• PROBLEM 1: Retype the part of the book reviews below starting at "Written by Holly" and ending at "positive tone. (A)".

• EXCERPT TO READ:
## BEGIN
Written by Ellen Kandoian
Illustrated by Ellen Kandoian
(Dodd Mead & Co., 1987)

A mini geography lesson, in which a girl going to sleep on the East Coast of the USA asks her mom where the sun goes after it goes down. So, we track the sun (and sunsets!) across the Great Plains, the Rockies, the West Coast, Hawaii, Japan, China... and then, mysteriously, Europe is skipped altogether! Um, what's the deal? Just ran out of room? Didn't want to be too Euro-centric? Well, for what it is, this is a pretty nice book, but the omission of an entire continent (and kind of an important one, at that!) does make it a little flawed. (B-)

"The Class Artist"
Written by G. Brian Karas
Illustrated by G. Brian Karas
(Greenwillow, 2001)

An entertaining story about a young boy (five or six-ish?) who discovers his aptitude for drawing and art. At first Fred feels self-conscious and insecure about sharing his artwork with the other kids at school -- "I can't draw!" he complains to his older sister, who responds by showing Fred a simple design that he easily masters, which in turn boosts his confidence. Things aren't helped, though, by one of his classmates, a persnicketty girl named Frances, who teases and tattles on Fred at every turn. Confident of his ability, but still feeling unsure of his social standing, Fred plans a grandiose project, but is afraid to ask for help when he can't figure out how to complete it. (Of course, he eventually triumphs and becomes "class artist" when the other kids are impressed by his work...) Illustrator G. Brian Karas attempts to tie in a lot of things in this book, telling a dual story about about self-confidence being balanced against pride and fear of failure, while also instilling a sense of wonder for the visual arts. On the whole, I think this is a successful book, although it probably won't work for the smallest readers... You'd have to be at least in first grade or so for the story to really sink in... (B)

"Jacob's Tree"
Written by Holly Keller
Illustrated by Holly Keller
(Greenwillow, 1999)

A delightful book about growing up featuring a little bear/boy named Jacob who is impatient to do all the things his older sister and brother can do, and slips into a funk when a new pair of overalls from his grandmother is too big for him to wear. Winter comes, and the family hibernates, and in the spring, just like Mama said, the Jacob has grown tall enough to do many of the things he wanted to do: he can climb the jungle gym with his siblings, see over the edge of the bathroom mirror, and even wear his cool, new, red overalls! Every emotional note is struck just right -- a very sweet book with a very positive tone. (A)
## END
• ENTRIES SHOWN:
## BEGIN
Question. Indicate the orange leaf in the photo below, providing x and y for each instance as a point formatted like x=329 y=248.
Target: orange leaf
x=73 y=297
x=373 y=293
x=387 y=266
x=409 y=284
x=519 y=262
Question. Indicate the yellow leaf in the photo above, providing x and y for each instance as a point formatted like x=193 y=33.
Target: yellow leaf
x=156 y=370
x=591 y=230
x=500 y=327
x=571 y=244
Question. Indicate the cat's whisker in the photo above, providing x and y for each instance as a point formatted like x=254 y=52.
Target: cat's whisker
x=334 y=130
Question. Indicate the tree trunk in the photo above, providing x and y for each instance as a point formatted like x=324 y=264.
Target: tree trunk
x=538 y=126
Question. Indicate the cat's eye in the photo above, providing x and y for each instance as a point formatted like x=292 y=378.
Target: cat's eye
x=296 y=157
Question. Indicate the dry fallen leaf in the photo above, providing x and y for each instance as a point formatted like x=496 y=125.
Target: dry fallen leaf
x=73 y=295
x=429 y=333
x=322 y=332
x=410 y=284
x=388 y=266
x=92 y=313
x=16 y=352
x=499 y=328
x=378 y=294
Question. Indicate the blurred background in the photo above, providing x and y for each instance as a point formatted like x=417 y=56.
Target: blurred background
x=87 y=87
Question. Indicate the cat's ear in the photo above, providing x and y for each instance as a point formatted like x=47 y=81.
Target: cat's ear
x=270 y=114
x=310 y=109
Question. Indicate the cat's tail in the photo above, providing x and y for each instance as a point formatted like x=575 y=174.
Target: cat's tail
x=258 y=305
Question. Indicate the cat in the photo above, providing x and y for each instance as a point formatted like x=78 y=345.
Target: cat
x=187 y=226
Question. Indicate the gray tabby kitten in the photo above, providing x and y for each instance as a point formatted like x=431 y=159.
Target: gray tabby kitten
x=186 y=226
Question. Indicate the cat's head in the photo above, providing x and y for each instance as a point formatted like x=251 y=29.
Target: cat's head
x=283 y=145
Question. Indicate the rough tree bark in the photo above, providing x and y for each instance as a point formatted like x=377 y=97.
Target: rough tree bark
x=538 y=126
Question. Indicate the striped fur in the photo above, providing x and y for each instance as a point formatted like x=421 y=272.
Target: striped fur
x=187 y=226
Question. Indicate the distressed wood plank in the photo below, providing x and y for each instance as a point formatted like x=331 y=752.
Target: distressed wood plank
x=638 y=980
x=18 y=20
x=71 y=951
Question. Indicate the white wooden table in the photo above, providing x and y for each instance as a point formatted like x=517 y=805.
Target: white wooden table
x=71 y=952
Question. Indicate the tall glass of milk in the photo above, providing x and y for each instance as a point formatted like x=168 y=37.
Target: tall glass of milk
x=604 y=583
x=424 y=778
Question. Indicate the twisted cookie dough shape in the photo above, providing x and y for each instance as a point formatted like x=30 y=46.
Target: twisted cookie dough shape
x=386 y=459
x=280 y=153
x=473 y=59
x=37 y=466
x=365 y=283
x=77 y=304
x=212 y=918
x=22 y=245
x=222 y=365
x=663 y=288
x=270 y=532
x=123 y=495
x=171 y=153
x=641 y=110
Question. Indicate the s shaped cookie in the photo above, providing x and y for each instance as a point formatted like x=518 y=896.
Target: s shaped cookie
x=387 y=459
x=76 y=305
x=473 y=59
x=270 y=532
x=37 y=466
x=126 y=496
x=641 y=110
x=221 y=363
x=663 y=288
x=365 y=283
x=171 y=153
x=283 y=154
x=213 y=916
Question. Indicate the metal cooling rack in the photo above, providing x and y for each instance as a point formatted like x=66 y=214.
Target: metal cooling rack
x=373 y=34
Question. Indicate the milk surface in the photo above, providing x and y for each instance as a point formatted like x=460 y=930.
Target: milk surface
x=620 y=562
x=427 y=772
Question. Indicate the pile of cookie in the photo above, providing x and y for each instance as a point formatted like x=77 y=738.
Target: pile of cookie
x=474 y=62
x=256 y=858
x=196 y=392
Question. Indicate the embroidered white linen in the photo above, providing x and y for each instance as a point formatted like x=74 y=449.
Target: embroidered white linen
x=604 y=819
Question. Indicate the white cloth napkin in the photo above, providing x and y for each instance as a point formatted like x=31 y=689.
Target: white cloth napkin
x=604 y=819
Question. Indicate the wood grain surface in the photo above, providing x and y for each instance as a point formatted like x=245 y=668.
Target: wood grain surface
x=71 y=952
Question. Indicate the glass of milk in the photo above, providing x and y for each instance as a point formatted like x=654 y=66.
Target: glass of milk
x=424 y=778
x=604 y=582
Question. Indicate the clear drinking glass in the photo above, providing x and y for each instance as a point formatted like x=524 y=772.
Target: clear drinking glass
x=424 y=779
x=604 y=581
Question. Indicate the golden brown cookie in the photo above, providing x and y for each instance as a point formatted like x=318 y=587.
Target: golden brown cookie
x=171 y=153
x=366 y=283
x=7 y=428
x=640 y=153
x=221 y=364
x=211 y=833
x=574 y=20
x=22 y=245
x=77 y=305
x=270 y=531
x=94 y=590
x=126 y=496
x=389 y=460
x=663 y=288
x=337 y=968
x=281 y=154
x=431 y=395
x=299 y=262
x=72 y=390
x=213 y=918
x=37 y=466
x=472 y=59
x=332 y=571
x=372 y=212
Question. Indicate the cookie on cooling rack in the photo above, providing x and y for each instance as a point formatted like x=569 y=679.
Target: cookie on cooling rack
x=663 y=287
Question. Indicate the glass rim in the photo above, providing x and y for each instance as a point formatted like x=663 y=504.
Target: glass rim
## END
## BEGIN
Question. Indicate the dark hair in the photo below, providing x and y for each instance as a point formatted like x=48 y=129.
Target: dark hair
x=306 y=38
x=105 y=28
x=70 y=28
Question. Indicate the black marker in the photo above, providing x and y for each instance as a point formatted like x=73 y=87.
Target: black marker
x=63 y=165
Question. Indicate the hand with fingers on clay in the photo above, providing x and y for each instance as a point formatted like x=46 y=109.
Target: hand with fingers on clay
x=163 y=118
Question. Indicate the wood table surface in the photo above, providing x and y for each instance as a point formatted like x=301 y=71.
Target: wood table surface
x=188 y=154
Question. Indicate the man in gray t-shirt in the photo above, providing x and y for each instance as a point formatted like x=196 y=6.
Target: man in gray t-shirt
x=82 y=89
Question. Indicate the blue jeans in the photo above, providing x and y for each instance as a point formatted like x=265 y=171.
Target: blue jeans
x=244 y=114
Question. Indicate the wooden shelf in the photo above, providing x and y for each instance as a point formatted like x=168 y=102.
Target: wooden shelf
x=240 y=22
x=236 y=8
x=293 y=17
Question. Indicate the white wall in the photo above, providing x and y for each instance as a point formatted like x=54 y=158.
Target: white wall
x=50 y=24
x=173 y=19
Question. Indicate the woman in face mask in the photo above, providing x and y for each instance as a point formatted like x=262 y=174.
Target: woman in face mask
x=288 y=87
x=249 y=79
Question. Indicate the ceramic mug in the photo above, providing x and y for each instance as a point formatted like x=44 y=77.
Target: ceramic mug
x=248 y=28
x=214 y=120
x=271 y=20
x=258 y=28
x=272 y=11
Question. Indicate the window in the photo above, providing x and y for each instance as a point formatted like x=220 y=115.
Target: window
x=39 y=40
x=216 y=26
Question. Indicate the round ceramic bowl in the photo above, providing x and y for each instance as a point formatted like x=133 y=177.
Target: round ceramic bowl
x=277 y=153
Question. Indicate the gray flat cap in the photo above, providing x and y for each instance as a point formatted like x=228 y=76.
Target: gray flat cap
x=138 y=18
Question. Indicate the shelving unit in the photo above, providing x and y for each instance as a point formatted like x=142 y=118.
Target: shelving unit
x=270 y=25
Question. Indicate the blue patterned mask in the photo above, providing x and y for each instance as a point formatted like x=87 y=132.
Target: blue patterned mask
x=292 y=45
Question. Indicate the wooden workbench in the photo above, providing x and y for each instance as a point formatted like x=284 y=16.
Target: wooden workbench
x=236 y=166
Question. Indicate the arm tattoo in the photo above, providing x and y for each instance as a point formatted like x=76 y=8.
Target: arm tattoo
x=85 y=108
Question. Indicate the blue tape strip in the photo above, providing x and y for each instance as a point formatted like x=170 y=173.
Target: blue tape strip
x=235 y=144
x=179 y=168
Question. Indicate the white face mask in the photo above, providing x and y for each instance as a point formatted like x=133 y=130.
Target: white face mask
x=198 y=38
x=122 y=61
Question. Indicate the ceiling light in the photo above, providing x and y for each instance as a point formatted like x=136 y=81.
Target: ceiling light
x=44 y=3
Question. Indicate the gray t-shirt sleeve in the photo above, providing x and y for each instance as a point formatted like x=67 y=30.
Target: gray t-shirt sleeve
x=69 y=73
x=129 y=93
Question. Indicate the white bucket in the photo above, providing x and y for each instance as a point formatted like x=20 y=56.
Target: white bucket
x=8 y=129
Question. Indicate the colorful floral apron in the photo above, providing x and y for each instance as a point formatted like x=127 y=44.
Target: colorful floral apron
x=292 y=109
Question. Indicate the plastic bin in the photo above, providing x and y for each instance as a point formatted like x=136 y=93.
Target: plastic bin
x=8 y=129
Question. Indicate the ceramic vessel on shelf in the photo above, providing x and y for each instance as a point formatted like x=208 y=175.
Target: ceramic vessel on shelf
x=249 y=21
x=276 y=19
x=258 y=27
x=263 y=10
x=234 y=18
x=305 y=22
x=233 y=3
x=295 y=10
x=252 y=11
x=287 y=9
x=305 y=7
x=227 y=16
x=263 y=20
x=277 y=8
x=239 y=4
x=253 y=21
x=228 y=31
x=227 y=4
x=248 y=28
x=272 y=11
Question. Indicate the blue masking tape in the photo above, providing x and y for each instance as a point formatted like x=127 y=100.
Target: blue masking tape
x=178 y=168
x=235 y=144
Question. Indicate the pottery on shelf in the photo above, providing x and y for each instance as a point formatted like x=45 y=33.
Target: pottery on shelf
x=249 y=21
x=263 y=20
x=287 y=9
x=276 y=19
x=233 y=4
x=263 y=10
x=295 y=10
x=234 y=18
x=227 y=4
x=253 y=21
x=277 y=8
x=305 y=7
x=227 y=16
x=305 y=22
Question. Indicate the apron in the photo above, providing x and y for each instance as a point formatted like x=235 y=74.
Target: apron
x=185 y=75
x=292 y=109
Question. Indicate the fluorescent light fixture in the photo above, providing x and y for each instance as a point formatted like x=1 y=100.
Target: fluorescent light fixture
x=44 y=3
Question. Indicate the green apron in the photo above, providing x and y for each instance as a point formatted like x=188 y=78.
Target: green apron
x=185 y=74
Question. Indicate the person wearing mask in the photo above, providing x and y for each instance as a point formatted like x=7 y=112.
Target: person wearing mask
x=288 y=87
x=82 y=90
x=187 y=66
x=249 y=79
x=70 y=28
## END
• PROBLEM 2: Repeat the records starting at the line that contains "Question. Indicate the orange" and ending at the line that contains "x=296 y=157", both lines included.

• EXERCISE SOLUTION 1:
Written by Holly Keller
Illustrated by Holly Keller
(Greenwillow, 1999)

A delightful book about growing up featuring a little bear/boy named Jacob who is impatient to do all the things his older sister and brother can do, and slips into a funk when a new pair of overalls from his grandmother is too big for him to wear. Winter comes, and the family hibernates, and in the spring, just like Mama said, the Jacob has grown tall enough to do many of the things he wanted to do: he can climb the jungle gym with his siblings, see over the edge of the bathroom mirror, and even wear his cool, new, red overalls! Every emotional note is struck just right -- a very sweet book with a very positive tone. (A)

• EXERCISE SOLUTION 2:
Question. Indicate the orange leaf in the photo below, providing x and y for each instance as a point formatted like x=329 y=248.
Target: orange leaf
x=73 y=297
x=373 y=293
x=387 y=266
x=409 y=284
x=519 y=262
Question. Indicate the yellow leaf in the photo above, providing x and y for each instance as a point formatted like x=193 y=33.
Target: yellow leaf
x=156 y=370
x=591 y=230
x=500 y=327
x=571 y=244
Question. Indicate the cat's whisker in the photo above, providing x and y for each instance as a point formatted like x=254 y=52.
Target: cat's whisker
x=334 y=130
Question. Indicate the tree trunk in the photo above, providing x and y for each instance as a point formatted like x=324 y=264.
Target: tree trunk
x=538 y=126
Question. Indicate the cat's eye in the photo above, providing x and y for each instance as a point formatted like x=292 y=378.
Target: cat's eye
x=296 y=157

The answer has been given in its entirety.